───── TEXTO FORNECIDO

O fato é que perpetuar e destruir registros são gestos siameses e constitutivos de nossa condição humana, que podem acontecer de modo programático ou espontâneo. No caso atual, a retirada, ressignificação ou atualização das estátuas simbolizaria não a inauguração de um novo regime político, mas a tentativa de dar visibilidade àqueles sujeitos que a história teria invisibilizado ou registrado a partir de hierarquias e distorções. A luta por equilibrar a economia da memória histórica compõe o rol das lutas por uma sociedade menos violenta, racista e sexista e mais igualitária. Essas novas disputas, em torno de personagens muitas vezes desconhecidos, indica também que a presença do passado é mais complexa do que a “consciência historiográfica” gostaria de supor. Ou seja, longe de um passado morto e domesticado por um historiador terapeuta, o que vemos nessas disputas é uma sociedade plural e muito atenta à forte presença da história, capaz de identificar e disputar passados-presentes sensíveis e apontar para um necessário esforço de atualização que abra outros futuros.

──────────

INSTRUÇÕES →
[a] Explique, com base no texto sobre as estátuas e a memória histórica, o que simbolizaria no caso atual a retirada, ressignificação ou atualização das estátuas. Use de uma a três frases.
[b] Prolongue o texto sobre as estátuas e a memória histórica a partir de sua última frase.

───── LINHAS DE DADOS

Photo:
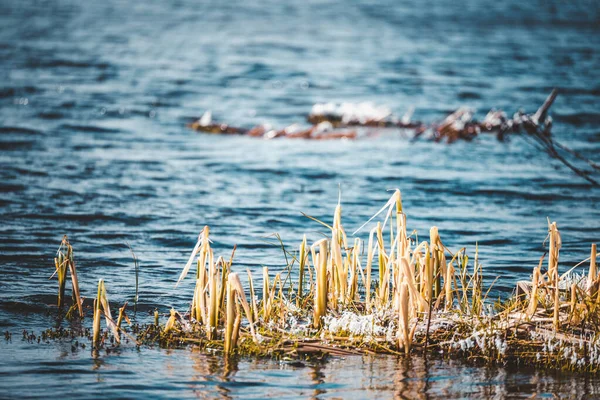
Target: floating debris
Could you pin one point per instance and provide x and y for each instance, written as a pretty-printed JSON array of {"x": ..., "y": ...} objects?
[{"x": 333, "y": 121}]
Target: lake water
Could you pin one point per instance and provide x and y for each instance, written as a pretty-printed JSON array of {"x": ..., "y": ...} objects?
[{"x": 94, "y": 99}]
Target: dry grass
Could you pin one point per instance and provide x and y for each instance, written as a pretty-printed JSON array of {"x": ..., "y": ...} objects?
[{"x": 426, "y": 298}]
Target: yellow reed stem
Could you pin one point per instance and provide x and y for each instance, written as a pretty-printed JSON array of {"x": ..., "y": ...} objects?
[
  {"x": 321, "y": 289},
  {"x": 230, "y": 318},
  {"x": 593, "y": 272},
  {"x": 533, "y": 297},
  {"x": 404, "y": 316}
]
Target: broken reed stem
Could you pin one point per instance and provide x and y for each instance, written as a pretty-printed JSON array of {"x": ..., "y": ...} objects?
[
  {"x": 593, "y": 272},
  {"x": 97, "y": 315},
  {"x": 302, "y": 264},
  {"x": 230, "y": 318},
  {"x": 553, "y": 253},
  {"x": 322, "y": 289}
]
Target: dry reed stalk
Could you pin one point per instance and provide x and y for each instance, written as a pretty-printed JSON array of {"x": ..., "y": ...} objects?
[
  {"x": 266, "y": 295},
  {"x": 449, "y": 278},
  {"x": 64, "y": 262},
  {"x": 97, "y": 315},
  {"x": 321, "y": 291},
  {"x": 354, "y": 258},
  {"x": 61, "y": 272},
  {"x": 234, "y": 281},
  {"x": 553, "y": 254},
  {"x": 368, "y": 271},
  {"x": 170, "y": 325},
  {"x": 213, "y": 293},
  {"x": 230, "y": 318},
  {"x": 573, "y": 303},
  {"x": 121, "y": 316},
  {"x": 593, "y": 272},
  {"x": 302, "y": 257},
  {"x": 202, "y": 243},
  {"x": 404, "y": 316},
  {"x": 252, "y": 296},
  {"x": 533, "y": 296}
]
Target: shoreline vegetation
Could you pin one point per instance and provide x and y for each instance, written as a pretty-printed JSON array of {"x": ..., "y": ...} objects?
[{"x": 342, "y": 296}]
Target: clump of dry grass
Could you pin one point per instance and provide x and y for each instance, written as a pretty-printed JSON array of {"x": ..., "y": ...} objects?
[{"x": 425, "y": 298}]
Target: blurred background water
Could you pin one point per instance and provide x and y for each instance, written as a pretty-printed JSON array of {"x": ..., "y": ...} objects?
[{"x": 94, "y": 99}]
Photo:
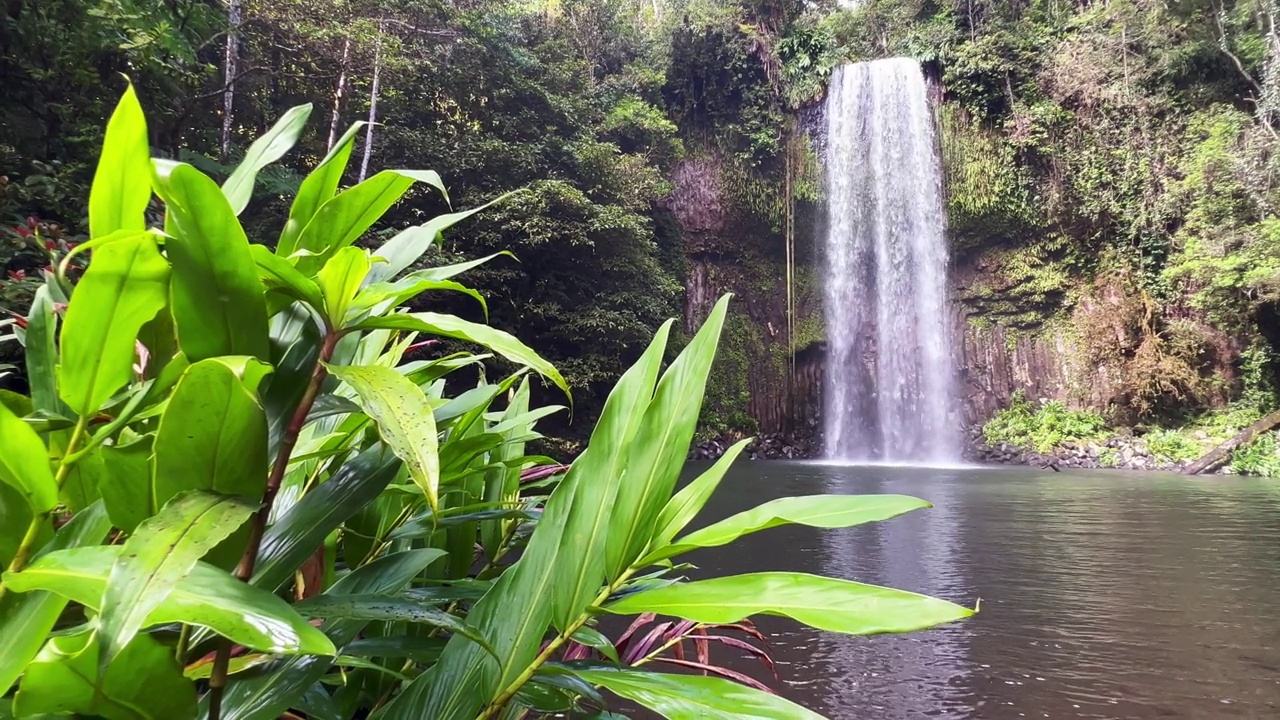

──────────

GABARITO →
[a] No caso atual, esses gestos não simbolizariam a inauguração de um novo regime político. Simbolizariam a tentativa de dar visibilidade aos sujeitos que a história teria invisibilizado ou registrado a partir de hierarquias e distorções.

[b]
Se considerarmos as cidades ou os países como grandes museus, nos quais se integram as estátuas, os casarões históricos e os monumentos que os compõem, assim como as peças expostas, precisamos pensar sobre as decisões em relação às seleções feitas pela curadoria que, em última instância, vai decidir sobre a relevância desse ou daquele objeto presente nestes espaços. Ou seja, estamos diante de figuras fundamentais nessas escolhas: os/as curadoras, que, no caso das cidades, geralmente são as autoridades políticas, mas que também podem ser pessoas comuns que reivindicam a inserção ou a retirada de um monumento.
Nessa direção, ao analisar o caso americano, Trouillot afirma que: “O fato de que a escravidão estadunidense tenha acabado oficialmente, mas continue sob muitas formas mais sofisticadas – em especial, sob a forma de racismo institucionalizado e de degradação cultural da negritude –, torna a sua representação particularmente incômoda nos Estados Unidos. A escravidão, aqui, é um fantasma, isto é, simultaneamente uma figura do passado e uma presença viva; e o problema da representação histórica é como representar este fantasma, algo que é, mas não é”.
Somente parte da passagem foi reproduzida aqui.